EXCERPT –
Elspeth: you don’t think it says anything about the culture?
me: The median Target shopper is 41 years old, which is the youngest of all major discount retailers that Target competes directly against. The median household income of Target’s customer base is roughly $58,000 USD. Roughly eighty percent of Target customers are female, and about 43 percent have children at home. About eighty percent have attended college and 43 percent have completed college [from Wikipedia]
Elspeth: i mean, why would a big box retailer move to rodeo drive?
me: yes it does. but this is not wal-mart moving to rodeo drive. that’s why i don’t think you can make that jump from low to high.
Elspeth: they already make enough money
me: because of wal-mart
Elspeth: what? what do you mean, you can’t make that jump from low to high?
me: i mean you can’t say low culture to high culture when you talk target. it’s not that extreme of a change. plus, think of how you would react if you read that. i think it’s a great story that to survive in the wal-mart age, target is not trying to beat them in the cheap and crappy, but is moving in the opposite direction-better and more expensive
Elspeth: what do you mean it’s not that big a change????? a necklace at target is $9. these are $900.
me: i’m talking branding wise not in terms of price
Elspeth: nooooooooooooooooooooooooo. cheapness is the most important part of target’s brand identity and besides, people who buy $900 purses do not think of target the same way we do
me: it could an interesting thing to report
Elspeth: omg, there’s a hoodie with the bullseye and fleur de lis. wtf?
me: it’d be awesome to talk to people who are expert in brand perception and see why target thinks this will look “in character” to customers. it looks in character to me. it doesn’t look in character to you. That’s the story.
Elspeth: $200 hoodies are significant in the first place because they are what po’ folks wear and now with the symbol of where po’ folks shop. it’s like erasing poverty from american culture. this hoodie is what it looks like to be poor in America. see? there are no class divisions. everyone wears $200 hoodies
me: i think that would be a fascinating essay but i wouldn’t be comfortable writing that without reporting
Elspeth: yeah
me: you could pitch something like that: “is target consciously or unconsciously blurring class distinction?” and then report it to have some ammo to fire in the story
Elspeth: perhaps. is it in any way conservative? or liberal guilt or what?
me: that’s what reporting would tell you
Elspeth: hmmm.
me: it’s ultimately money
Elspeth: always. but that’s America.
me: target’s already been accused of racism and being anti-poor
Elspeth: [brb]
me: and both in the past couple of years
me:

“We started recognizing about a year ago that influencers and trendsetters were proud to show off their Target product from the store, and the brand and the iconic bulls-eye had become such a fashion of cool from their fantastic advertising and what they’ve done with their stores,” said Misher. “We came up with the idea at Brand Central and approached Jaye Hersh, who immediately came on board as the designer and retail partner for the collection. Together we approached Target for the permission to use their marks to create high-end fashion items based on the iconic bulls-eye.”

TASK SET –
1. Answer these questions from the conversation about Target:
(a) What is the median age of the Target shopper?
(b) According to Elspeth, what does a necklace at Target cost?
(c) Who came on board as the designer and retail partner for the collection?
2. Reproduce the conversation about Target word for word, everything from "me: The median" down to "low to high.".
The data that comes next isn't needed for any of this work.

SOURCE DATA –

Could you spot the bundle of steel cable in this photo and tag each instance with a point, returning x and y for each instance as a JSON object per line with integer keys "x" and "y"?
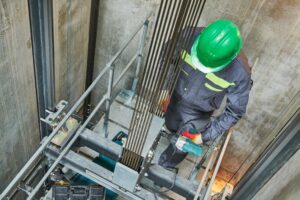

FULL ANSWERS –
1.
(a) 41 years old
(b) $9
(c) Jaye Hersh

2.
me: The median Target shopper is 41 years old, which is the youngest of all major discount retailers that Target competes directly against. The median household income of Target’s customer base is roughly $58,000 USD. Roughly eighty percent of Target customers are female, and about 43 percent have children at home. About eighty percent have attended college and 43 percent have completed college [from Wikipedia]
Elspeth: i mean, why would a big box retailer move to rodeo drive?
me: yes it does. but this is not wal-mart moving to rodeo drive. that’s why i don’t think you can make that jump from low to high.